Material supplied -
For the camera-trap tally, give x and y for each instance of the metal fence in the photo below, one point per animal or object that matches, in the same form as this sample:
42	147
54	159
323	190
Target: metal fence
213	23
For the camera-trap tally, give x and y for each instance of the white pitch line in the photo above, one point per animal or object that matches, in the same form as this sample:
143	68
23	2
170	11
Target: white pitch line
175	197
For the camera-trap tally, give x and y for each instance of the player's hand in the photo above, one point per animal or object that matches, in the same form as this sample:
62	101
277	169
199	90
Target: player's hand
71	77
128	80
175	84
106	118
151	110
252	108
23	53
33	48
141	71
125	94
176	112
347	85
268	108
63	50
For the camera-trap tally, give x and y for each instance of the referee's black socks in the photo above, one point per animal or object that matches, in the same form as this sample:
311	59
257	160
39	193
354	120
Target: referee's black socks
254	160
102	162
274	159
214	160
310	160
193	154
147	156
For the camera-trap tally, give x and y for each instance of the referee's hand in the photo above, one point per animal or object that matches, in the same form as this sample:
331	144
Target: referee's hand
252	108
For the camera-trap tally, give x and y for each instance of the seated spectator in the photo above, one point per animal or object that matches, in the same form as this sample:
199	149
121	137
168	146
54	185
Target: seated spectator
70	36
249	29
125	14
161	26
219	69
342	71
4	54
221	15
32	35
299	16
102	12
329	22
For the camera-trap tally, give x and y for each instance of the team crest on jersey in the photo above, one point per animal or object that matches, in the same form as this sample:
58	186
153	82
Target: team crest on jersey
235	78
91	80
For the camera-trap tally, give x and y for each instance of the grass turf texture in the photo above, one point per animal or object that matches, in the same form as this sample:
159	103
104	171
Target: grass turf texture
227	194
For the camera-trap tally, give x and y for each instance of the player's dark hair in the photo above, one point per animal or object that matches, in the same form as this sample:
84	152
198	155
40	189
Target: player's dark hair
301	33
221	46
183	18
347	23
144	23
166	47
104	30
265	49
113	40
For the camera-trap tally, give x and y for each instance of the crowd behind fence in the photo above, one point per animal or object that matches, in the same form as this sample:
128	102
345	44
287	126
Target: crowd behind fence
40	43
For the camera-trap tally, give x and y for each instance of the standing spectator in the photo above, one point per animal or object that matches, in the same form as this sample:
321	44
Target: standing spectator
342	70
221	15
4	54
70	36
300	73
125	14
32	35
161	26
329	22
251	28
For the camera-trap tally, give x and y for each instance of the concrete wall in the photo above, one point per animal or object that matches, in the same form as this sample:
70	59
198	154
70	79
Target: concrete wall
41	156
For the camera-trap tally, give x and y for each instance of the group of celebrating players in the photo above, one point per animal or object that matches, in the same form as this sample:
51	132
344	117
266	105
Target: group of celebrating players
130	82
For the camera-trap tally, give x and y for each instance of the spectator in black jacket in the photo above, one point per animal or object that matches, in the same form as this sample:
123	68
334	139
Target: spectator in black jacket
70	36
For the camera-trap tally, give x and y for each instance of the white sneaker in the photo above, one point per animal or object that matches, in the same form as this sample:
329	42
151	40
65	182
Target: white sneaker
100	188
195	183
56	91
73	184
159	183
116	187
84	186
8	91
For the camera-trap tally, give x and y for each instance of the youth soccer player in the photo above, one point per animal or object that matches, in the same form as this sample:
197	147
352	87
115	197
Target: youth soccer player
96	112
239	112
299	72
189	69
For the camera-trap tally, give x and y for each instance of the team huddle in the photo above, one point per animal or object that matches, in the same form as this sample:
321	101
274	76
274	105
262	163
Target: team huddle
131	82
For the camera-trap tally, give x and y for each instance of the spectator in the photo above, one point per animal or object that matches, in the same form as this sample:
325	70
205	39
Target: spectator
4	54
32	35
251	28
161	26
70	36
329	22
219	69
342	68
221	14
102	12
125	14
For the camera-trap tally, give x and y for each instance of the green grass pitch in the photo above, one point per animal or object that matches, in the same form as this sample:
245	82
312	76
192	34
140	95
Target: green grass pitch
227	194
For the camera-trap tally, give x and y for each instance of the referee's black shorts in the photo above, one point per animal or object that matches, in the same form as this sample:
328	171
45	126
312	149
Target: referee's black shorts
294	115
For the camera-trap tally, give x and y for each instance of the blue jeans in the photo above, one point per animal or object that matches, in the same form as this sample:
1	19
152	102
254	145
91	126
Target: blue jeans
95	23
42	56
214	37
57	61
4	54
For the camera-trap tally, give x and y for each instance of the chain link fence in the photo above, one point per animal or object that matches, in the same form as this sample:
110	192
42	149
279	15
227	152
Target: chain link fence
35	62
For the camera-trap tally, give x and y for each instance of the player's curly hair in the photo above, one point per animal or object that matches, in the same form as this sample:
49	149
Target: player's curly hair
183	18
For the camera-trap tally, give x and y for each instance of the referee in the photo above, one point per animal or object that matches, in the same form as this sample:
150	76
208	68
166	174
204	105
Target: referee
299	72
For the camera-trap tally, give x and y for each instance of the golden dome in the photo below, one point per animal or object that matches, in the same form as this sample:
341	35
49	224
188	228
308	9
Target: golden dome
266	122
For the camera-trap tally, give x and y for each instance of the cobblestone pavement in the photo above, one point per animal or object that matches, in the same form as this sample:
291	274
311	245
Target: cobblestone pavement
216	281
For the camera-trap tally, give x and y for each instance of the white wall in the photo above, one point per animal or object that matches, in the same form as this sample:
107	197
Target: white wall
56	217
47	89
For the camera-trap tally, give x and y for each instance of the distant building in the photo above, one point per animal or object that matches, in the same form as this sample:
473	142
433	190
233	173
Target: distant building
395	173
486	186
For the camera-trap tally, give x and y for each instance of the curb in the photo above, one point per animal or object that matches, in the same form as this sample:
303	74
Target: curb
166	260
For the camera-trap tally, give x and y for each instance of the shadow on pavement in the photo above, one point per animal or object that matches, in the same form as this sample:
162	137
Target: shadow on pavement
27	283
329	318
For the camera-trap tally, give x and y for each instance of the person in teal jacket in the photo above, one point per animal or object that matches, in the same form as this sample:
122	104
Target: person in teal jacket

Exercise requirements - Extract the entries above verbatim.

Task response -
For the camera-trap tally, give x and y for each instance of the metal fence in the photo below, one point per animal or object that matches, in the same form as this sample:
42	147
54	159
323	190
Target: metal fence
213	23
For the camera-trap tally, give x and y for each instance of the white pitch line in the photo above, one point per animal or object that matches, in the same form as this sample:
143	68
23	2
170	11
Target: white pitch line
175	197
For the camera-trap tally, give x and y for each instance of the player's hand in the photo above, one point per animal or object that matches, in the same form as this sample:
62	101
277	169
199	90
Target: player's hand
71	77
128	80
175	84
106	118
151	110
252	108
23	53
33	48
141	71
125	94
176	112
347	85
268	108
63	50
For the camera-trap tally, give x and y for each instance of the referee's black socks in the photo above, one point per animal or object that matches, in the same form as this sample:
311	59
257	160
39	193
354	120
Target: referee's black socks
254	160
102	162
274	159
214	160
310	160
193	154
147	156
For the camera-trap tally, give x and y for each instance of the referee's hand in the photo above, one point per animal or object that matches, in the same form as this sample:
331	144
Target: referee's hand
252	108
For the camera-trap tally, give x and y for each instance of the seated spectator in the photo above, one point per animal or object that matches, in the same form as this sample:
199	149
121	137
168	146
54	185
Target: seated spectator
70	36
249	29
125	14
161	26
219	69
342	71
4	54
221	15
32	35
299	16
102	12
329	22
For the camera-trap tally, give x and y for each instance of the team crest on jersey in the photo above, one point per animal or object that matches, in the same form as this sample:
58	186
153	82
Target: team crest on jersey
235	78
91	80
For the camera-trap tally, give x and y for each instance of the grass turf texture in the photo above, one point per animal or object that matches, in the same form as this sample:
159	103
104	171
Target: grass turf texture
227	194
For the camera-trap tally, give x and y for each instance of the player's dark hair in the photo above, one point per animal or object that matches, in the same form as this sample:
84	152
198	155
40	189
Target: player's dark hair
301	33
221	46
183	18
347	23
144	23
166	47
104	30
265	49
113	40
For the camera-trap tally, give x and y for each instance of the crowd behind fence in the photo above, one point per animal or object that matches, in the same form as this sample:
128	102
345	44
287	126
Target: crowd behind fence
40	43
For the camera-trap tally, give x and y for each instance of the standing spectator in the photo above, one point per animal or object that matches, in the same form as this sample:
321	44
Target: standing spectator
342	70
221	15
4	54
70	36
300	73
125	14
32	35
161	26
329	22
251	28
For the camera-trap tally, give x and y for each instance of the concrete wall in the photo above, one point per animal or object that matches, in the same form as this sample:
70	59
198	154
70	79
Target: concrete wall
41	156
For the camera-trap tally, give x and y for each instance of the group of celebrating players in the photo above, one point per animal or object that matches, in the same form as this sample:
51	132
344	117
266	105
Target: group of celebrating players
130	82
For the camera-trap tally, give x and y for each instance of the spectator in black jacket in the photo above, one point per animal or object that matches, in the same form as this sample:
123	68
334	139
Target: spectator in black jacket
70	36
For the camera-trap tally, give x and y for each instance of the white sneaker in the photo above, one point per animal or object that matches, in the same form as this sample:
329	42
151	40
65	182
Target: white sneaker
100	188
195	183
56	91
73	184
159	183
116	187
84	186
8	91
For the camera-trap tally, give x and y for each instance of the youth soccer player in the photo above, one point per animal or object that matches, in the same form as this sample:
197	147
352	87
115	197
Target: youth soccer player
96	112
239	112
299	72
189	69
For the camera-trap tally, give x and y for each instance of the team huddle in the photo above, one point per animal or object that matches, in the same form as this sample:
321	101
274	76
274	105
262	163
Target: team huddle
131	82
For the camera-trap tally, give x and y for each instance of the spectator in the photo above, one point per animal or object that matches, in the same form as this sample:
325	70
205	39
Target: spectator
4	54
32	35
251	28
161	26
70	36
329	22
219	69
342	68
221	14
102	12
125	14
For the camera-trap tally, give x and y for each instance of the green grass pitch in the photo above, one point per animal or object that matches, in the same form as this sample:
245	82
312	76
192	34
140	95
Target: green grass pitch
227	194
For the camera-trap tally, give x and y for each instance of the referee's black shorts in the photo above, one point per animal or object that matches, in the same form as this sample:
328	171
45	126
312	149
Target: referee's black shorts
294	115
For the camera-trap tally, give x and y for each instance of the blue jeans in the photo above, one point per animal or object that matches, in the same form as this sample:
1	19
152	102
254	145
91	126
Target: blue jeans
95	23
42	56
214	37
57	61
4	54
For the camera-trap tally, give x and y for each instance of the chain link fence in the photo above, one point per animal or object that matches, in the same form as this sample:
110	192
42	149
279	15
227	152
Target: chain link fence
35	62
For the camera-trap tally, give x and y for each instance of the player's curly hair in the photo above, one point per animal or object that matches, in the same form as this sample:
49	149
Target: player's curly hair
183	18
For the camera-trap tally, give x and y for each instance of the referee in the photo above, one point per animal or object that matches, in the same form as this sample:
150	76
208	68
166	174
204	105
Target: referee
299	72
For the camera-trap tally, give x and y for each instance of the golden dome in the photo below, one point per animal or object that matches, in the same form as this sample:
341	35
49	224
188	228
308	9
Target: golden dome
266	122
For the camera-trap tally, give x and y for each instance of the cobblestone pavement in the photo above, one point per animal or object that matches, in the same form as this sample:
291	274
311	245
Target: cobblestone pavement
216	281
For the camera-trap tally, give x and y for each instance of the white wall in the photo above, one point per animal or object that matches, in the same form as this sample:
107	197
Target: white wall
56	217
47	89
For the camera-trap tally, give x and y for each instance of the distant building in the photo above, one point per animal or object that matches, in the same form as this sample:
473	142
433	190
233	173
Target: distant building
395	173
486	186
For the camera-trap tally, give x and y for each instance of the curb in the photo above, one point per animal or object that matches, in the same form as this sample:
303	74
Target: curb
166	260
For the camera-trap tally, give x and y for each instance of the shadow on pavement in the photo above, one point per animal or object that matches, in the same form as this sample:
162	137
Target: shadow on pavement
27	283
329	318
For the camera-trap tally, give x and y for each instance of the person in teal jacket in the photo above, one point per animal or object that matches, in the same form as this sample:
122	104
Target: person in teal jacket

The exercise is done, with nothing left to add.